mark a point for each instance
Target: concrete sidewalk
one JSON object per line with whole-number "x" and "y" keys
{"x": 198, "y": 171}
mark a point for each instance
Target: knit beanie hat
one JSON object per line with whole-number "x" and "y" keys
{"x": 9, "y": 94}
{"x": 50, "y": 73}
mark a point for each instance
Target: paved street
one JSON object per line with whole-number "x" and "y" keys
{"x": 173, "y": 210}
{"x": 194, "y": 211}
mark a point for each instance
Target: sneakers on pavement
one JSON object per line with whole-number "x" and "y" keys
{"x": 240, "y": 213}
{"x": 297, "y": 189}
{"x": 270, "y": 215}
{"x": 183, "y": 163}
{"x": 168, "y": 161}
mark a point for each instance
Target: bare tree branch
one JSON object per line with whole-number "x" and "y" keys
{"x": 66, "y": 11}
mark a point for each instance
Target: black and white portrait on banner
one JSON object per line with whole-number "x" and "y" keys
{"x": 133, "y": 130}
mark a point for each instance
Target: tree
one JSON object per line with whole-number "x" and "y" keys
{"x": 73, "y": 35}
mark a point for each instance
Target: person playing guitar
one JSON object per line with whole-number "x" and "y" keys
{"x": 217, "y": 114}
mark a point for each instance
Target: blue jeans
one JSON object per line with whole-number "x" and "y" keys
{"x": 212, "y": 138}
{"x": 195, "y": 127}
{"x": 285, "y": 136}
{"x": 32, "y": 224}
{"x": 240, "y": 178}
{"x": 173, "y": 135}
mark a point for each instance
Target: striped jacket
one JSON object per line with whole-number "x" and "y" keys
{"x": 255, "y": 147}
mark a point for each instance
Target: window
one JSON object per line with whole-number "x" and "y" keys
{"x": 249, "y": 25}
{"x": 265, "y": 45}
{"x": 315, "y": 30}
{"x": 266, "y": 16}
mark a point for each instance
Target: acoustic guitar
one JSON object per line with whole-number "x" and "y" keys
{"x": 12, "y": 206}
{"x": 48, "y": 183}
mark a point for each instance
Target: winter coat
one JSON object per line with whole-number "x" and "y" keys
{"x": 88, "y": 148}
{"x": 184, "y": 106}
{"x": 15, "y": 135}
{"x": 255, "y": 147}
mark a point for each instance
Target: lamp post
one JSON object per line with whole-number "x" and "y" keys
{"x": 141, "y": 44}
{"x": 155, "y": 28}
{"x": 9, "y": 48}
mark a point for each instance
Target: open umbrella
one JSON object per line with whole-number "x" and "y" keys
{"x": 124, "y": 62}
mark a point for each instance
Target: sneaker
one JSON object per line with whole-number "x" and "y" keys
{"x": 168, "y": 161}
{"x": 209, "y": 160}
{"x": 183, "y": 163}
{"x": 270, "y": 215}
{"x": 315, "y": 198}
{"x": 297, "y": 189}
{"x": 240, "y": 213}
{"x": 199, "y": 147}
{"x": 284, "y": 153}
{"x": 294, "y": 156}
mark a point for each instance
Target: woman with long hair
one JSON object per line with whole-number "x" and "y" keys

# # # #

* PROBLEM DESCRIPTION: Pull each line containing the word "guitar" out of the data above.

* EXERCISE RESPONSE:
Target: person playing guitar
Target: acoustic guitar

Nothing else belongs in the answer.